### Stated exercise a
Repeat the passage of the duty knife post starting at "You're luckier than" and ending at "balance and geometry.", including both, word for word.

### Selected extract
● ● ●

You're luckier than me. In my experience almost no cooks can competently sharpen. In 20 years in the kitchen I can count 'em all on one hand.

What I look for in a duty knife:

1) It must be able to take a screaming edge. No point in talking about how long it stays sharp if it doesn't get sharp to start with.

2) Edge retention. Once sharpened it should hold an edge well; not for months- that's not realistic in a knife that gets heavy use- but certainly for a good length of time.

3) Ergonomics. It has to have good balance and geometry.

4) Geometry. To expand on the above, it has to be thin behind the edge yet have enough metal behind it to be sturdy. A delicate balance to be sure.

5) Toughness. It should be fairly durable. When properly sharpened it shouldn't be overly prone to chipping or rolling of the edge.

6) Attractive. Assuming you work with a trustworthy bunch, it never hurts if it inspires a little envy.

● ● ●

(Extracted records)
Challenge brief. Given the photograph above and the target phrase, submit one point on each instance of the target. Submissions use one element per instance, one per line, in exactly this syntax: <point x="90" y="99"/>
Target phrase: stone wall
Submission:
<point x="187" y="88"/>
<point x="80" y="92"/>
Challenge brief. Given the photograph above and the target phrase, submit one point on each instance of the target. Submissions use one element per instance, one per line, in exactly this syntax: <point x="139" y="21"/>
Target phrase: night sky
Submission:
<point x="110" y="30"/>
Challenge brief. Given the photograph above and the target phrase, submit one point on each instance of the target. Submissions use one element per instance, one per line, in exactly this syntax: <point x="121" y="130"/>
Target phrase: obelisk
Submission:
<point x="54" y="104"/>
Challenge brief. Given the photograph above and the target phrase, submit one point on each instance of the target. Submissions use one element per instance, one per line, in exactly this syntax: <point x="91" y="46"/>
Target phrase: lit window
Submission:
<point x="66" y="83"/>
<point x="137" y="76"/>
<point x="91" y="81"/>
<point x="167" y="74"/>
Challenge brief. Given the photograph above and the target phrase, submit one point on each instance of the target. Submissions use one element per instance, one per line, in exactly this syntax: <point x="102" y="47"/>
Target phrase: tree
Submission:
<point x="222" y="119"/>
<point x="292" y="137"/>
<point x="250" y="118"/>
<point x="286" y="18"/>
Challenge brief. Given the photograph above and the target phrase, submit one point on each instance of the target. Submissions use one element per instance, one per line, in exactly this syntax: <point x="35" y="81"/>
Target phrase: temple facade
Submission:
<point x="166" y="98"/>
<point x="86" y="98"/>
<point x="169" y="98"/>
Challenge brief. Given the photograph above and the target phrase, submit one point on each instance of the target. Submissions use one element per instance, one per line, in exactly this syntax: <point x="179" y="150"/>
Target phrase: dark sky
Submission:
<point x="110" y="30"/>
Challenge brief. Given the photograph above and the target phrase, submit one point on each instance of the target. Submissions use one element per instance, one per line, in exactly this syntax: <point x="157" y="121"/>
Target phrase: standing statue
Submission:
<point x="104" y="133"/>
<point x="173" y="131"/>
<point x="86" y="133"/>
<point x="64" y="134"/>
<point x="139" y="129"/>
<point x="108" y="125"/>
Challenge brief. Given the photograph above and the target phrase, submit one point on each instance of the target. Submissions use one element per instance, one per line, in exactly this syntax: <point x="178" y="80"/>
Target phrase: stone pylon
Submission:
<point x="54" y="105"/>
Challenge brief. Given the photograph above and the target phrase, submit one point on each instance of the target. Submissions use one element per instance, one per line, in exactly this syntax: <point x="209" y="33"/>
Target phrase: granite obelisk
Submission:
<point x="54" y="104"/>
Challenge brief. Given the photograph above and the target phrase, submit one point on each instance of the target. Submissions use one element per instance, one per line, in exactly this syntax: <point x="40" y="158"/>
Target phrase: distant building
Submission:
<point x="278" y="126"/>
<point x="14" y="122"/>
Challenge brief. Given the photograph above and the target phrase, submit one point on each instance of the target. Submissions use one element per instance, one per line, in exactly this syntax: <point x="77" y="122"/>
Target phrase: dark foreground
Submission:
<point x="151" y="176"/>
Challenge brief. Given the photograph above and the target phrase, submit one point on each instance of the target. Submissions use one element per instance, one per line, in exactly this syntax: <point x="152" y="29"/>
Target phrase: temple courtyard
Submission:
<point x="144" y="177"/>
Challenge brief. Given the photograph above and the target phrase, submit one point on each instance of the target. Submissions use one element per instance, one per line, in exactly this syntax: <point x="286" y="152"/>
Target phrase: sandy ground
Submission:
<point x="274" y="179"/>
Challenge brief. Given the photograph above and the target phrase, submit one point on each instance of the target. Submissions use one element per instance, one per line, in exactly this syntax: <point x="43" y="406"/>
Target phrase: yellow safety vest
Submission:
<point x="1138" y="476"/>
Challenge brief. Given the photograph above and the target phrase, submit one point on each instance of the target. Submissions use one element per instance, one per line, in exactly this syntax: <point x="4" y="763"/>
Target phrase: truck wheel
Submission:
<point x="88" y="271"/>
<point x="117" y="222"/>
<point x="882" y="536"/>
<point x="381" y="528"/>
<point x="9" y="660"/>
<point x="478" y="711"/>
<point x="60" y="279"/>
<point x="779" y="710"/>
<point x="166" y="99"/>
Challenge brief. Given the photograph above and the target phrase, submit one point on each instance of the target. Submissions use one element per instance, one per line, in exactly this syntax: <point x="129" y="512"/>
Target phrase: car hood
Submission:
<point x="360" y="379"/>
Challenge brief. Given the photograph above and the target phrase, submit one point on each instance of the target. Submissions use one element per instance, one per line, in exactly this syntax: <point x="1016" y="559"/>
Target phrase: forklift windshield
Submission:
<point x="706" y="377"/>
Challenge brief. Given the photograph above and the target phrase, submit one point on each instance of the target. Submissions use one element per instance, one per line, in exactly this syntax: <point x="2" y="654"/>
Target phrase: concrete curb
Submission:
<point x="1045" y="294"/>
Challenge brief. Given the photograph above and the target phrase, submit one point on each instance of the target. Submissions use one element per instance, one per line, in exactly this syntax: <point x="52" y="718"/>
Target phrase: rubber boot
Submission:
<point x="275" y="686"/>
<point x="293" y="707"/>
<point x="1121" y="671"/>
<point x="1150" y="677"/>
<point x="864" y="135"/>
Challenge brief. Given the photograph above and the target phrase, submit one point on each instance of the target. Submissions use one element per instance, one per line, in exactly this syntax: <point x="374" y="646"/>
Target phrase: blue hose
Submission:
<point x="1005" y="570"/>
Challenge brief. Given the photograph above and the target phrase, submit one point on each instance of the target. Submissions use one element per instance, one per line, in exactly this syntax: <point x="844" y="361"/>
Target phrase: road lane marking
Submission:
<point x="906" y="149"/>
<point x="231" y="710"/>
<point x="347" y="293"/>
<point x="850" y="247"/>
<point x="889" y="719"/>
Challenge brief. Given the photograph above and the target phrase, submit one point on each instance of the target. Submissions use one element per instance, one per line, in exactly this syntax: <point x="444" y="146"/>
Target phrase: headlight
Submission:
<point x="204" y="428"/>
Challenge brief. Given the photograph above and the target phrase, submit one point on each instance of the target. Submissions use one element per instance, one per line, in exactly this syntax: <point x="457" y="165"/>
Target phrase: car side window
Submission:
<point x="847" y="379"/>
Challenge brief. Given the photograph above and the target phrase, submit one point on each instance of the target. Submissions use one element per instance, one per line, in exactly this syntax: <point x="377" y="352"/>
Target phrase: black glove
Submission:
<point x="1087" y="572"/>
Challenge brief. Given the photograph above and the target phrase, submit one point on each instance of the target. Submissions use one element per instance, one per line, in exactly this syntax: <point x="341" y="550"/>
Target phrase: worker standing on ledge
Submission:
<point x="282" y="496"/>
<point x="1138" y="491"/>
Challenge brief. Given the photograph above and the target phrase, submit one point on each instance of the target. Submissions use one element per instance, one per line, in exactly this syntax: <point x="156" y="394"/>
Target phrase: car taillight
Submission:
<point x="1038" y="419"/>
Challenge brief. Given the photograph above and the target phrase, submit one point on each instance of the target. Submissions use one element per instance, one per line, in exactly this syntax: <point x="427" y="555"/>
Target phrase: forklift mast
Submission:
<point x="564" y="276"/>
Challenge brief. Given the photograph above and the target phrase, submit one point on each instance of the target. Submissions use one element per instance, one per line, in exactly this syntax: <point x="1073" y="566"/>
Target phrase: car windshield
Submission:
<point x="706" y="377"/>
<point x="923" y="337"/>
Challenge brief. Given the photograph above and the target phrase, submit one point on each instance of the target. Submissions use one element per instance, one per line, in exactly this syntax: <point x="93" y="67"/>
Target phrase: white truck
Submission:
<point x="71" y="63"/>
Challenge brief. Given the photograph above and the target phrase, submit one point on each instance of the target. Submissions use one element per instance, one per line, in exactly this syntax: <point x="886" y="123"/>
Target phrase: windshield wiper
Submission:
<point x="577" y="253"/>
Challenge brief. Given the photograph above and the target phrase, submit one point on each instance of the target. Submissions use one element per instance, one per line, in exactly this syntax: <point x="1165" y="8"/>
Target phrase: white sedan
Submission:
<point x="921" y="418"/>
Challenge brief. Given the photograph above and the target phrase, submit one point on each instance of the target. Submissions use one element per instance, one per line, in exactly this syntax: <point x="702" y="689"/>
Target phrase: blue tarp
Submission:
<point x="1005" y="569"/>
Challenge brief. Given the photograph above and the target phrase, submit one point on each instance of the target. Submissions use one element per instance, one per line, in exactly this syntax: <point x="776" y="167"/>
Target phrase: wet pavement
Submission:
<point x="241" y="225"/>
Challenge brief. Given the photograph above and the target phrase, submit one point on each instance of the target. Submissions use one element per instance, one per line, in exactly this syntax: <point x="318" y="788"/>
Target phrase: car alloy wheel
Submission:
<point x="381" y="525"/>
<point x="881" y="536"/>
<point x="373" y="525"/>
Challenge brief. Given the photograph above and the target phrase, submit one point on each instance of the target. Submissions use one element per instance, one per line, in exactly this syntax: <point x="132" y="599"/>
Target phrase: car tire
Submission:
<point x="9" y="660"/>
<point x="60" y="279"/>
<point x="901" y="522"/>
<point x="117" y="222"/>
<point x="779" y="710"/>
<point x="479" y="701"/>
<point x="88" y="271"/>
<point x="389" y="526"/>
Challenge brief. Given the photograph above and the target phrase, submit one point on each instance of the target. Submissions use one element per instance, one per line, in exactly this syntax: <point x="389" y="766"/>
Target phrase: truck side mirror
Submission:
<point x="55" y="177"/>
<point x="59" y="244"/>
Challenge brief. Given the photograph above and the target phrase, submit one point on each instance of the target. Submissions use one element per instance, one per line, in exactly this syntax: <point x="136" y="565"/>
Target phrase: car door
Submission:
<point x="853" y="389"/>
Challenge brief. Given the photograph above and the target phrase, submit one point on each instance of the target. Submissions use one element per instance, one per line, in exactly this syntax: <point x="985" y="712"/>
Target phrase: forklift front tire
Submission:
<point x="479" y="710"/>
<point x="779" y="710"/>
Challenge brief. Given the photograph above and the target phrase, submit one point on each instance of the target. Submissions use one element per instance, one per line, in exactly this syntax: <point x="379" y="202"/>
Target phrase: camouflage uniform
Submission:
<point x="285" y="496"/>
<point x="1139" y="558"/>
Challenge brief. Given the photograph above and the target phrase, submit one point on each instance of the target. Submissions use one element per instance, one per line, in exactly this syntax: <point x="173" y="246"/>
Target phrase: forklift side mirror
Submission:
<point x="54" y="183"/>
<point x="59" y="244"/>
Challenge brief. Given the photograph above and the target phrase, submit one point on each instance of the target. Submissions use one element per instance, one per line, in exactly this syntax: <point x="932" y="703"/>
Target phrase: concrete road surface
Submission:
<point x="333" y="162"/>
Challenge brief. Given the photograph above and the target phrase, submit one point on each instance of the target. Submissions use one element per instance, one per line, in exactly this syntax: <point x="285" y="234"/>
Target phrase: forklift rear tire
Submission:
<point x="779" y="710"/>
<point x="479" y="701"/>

● ● ●

### Stated exercise b
Reproduce the lines of the extracted records starting at the very first entry and ending at the line that contains "Target phrase: stone wall", including both ends, word for word.

### Reply a
You're luckier than me. In my experience almost no cooks can competently sharpen. In 20 years in the kitchen I can count 'em all on one hand.

What I look for in a duty knife:

1) It must be able to take a screaming edge. No point in talking about how long it stays sharp if it doesn't get sharp to start with.

2) Edge retention. Once sharpened it should hold an edge well; not for months- that's not realistic in a knife that gets heavy use- but certainly for a good length of time.

3) Ergonomics. It has to have good balance and geometry.

### Reply b
Challenge brief. Given the photograph above and the target phrase, submit one point on each instance of the target. Submissions use one element per instance, one per line, in exactly this syntax: <point x="90" y="99"/>
Target phrase: stone wall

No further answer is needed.